Entries from a dataset
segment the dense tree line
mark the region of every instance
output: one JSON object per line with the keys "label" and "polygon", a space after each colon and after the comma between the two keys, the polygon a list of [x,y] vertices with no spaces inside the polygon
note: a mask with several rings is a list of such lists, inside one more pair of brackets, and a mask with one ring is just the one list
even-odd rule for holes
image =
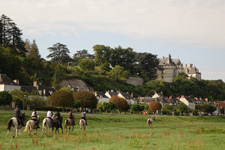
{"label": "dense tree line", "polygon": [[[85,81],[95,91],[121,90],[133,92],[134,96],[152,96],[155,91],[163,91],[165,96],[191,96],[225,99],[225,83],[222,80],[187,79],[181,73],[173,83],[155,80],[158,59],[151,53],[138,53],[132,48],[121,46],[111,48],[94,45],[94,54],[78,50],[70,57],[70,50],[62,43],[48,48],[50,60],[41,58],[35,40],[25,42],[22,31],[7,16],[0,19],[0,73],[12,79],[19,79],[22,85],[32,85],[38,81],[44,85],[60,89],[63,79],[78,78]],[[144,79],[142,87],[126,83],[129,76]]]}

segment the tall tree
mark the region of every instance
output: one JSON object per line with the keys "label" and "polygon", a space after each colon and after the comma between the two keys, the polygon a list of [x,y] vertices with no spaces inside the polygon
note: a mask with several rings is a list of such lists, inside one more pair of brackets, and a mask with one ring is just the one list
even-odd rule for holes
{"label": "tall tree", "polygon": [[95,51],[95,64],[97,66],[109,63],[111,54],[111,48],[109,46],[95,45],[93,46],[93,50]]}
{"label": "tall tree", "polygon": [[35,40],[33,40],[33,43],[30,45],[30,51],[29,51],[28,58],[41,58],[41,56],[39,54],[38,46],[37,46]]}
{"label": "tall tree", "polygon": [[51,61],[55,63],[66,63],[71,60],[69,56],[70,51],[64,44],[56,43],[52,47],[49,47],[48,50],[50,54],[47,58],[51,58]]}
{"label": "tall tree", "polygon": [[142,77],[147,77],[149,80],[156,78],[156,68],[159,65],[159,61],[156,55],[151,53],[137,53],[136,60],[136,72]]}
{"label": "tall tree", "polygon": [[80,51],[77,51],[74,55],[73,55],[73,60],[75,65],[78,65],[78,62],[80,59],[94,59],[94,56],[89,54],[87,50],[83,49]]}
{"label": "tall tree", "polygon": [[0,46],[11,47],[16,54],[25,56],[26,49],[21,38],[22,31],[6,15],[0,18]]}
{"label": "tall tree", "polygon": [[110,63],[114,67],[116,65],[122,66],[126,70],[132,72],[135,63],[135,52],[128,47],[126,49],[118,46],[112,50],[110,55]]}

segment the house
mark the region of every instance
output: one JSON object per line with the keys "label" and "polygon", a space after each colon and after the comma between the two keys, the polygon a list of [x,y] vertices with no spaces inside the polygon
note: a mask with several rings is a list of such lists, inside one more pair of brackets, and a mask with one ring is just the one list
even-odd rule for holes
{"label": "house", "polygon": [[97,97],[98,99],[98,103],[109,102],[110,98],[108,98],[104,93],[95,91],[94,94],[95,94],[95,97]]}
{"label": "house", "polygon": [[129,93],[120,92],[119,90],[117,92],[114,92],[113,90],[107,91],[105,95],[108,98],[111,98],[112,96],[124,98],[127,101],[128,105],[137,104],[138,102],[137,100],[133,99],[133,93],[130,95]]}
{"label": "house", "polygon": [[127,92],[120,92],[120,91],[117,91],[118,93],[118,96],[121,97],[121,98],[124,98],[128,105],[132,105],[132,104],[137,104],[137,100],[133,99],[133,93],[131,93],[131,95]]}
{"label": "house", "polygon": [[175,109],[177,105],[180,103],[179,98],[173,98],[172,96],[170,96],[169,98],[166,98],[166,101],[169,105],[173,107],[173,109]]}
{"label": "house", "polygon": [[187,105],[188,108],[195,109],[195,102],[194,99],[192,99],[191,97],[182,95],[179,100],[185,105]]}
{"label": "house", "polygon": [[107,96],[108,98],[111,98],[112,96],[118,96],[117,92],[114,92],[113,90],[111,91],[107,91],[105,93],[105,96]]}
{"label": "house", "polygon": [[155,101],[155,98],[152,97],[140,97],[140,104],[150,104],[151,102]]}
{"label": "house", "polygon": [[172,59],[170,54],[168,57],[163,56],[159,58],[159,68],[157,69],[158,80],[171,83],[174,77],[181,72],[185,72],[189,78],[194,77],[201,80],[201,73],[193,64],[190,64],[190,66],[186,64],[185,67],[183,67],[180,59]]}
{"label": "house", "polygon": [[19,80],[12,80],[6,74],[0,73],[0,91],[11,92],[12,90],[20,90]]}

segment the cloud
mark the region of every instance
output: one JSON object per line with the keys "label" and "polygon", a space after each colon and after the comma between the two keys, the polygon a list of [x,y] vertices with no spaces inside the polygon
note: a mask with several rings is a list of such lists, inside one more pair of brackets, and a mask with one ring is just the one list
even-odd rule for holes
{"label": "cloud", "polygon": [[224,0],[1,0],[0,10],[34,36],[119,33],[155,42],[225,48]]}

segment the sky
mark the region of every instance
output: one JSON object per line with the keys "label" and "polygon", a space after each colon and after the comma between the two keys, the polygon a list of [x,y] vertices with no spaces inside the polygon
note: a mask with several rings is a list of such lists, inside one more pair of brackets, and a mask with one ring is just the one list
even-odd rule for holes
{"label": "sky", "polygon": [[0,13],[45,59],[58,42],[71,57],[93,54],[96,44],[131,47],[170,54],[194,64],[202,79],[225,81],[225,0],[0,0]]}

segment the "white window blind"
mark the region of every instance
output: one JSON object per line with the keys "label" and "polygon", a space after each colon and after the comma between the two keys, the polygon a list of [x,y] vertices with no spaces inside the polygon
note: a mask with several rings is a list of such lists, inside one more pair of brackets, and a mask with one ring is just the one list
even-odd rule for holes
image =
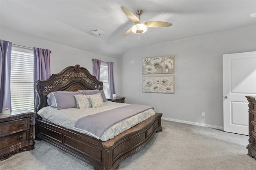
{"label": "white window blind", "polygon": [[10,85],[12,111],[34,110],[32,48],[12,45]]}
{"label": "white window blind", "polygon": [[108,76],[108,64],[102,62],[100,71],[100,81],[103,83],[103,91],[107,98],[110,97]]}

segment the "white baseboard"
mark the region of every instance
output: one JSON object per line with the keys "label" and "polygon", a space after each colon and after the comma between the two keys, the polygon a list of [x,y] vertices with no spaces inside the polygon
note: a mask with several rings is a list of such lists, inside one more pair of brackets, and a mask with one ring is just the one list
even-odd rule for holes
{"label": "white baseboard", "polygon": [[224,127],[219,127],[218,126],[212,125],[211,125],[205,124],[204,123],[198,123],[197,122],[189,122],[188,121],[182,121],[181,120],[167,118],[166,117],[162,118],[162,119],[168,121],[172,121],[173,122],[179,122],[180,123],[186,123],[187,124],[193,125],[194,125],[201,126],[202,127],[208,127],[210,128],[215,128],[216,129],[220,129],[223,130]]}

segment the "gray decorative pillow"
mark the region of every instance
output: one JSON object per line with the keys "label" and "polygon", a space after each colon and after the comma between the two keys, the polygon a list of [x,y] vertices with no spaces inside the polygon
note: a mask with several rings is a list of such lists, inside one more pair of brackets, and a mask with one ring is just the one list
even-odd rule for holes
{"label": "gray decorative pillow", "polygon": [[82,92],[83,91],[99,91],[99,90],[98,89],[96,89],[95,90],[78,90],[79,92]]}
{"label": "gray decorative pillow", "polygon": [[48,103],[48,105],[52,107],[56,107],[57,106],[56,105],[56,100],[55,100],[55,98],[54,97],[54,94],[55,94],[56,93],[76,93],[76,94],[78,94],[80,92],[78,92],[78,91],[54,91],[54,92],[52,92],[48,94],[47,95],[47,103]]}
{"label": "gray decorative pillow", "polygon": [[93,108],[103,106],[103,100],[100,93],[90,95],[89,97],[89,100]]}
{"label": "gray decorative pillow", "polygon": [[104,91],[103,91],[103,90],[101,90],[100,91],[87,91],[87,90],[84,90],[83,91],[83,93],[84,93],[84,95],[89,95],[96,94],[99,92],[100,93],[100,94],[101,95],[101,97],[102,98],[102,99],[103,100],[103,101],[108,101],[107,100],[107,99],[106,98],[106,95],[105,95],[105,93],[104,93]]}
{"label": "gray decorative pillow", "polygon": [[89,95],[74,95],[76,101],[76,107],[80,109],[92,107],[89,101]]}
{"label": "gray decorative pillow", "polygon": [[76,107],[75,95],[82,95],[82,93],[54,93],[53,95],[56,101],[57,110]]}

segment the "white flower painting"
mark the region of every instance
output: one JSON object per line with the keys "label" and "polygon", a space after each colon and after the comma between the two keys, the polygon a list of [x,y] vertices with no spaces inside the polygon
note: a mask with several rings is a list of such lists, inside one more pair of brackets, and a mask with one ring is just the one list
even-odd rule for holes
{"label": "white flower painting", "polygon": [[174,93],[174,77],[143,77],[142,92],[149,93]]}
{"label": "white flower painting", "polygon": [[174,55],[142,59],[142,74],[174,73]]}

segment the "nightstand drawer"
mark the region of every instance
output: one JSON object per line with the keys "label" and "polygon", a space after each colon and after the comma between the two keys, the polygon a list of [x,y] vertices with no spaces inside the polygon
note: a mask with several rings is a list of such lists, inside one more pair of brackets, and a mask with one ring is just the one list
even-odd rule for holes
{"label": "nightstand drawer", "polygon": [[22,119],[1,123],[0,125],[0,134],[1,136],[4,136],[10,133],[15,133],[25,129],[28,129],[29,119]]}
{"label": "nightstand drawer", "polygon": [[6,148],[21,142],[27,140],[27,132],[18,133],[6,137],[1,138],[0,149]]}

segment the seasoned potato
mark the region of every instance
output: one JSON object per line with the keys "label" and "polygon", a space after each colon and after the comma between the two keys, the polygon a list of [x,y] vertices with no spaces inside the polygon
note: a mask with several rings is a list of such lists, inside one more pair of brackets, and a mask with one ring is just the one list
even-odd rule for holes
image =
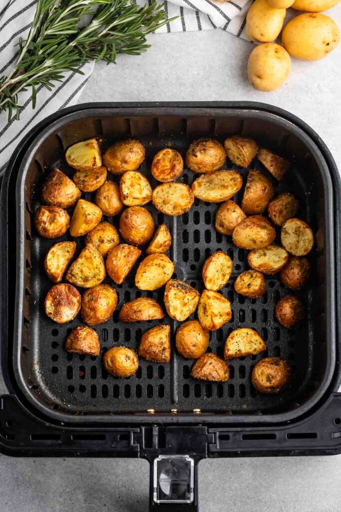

_Exercise instructions_. Starting at the line that contains "segment the seasoned potato", please write out every line to the end of the entries, inclusive, copied exactly and with pictures omitted.

_Answer to the task_.
segment the seasoned potato
mark the region of every instance
output: one JSON object per line with the keys "label" and "polygon", a space after each colon and after the comma between the two keys, the polygon a list of [x,y] vertices with no spaces inside the polygon
note: a mask with several rings is a list of such lists, inside one more pair of brackets, and a mask with one ring is just the one list
even-odd rule for holes
image =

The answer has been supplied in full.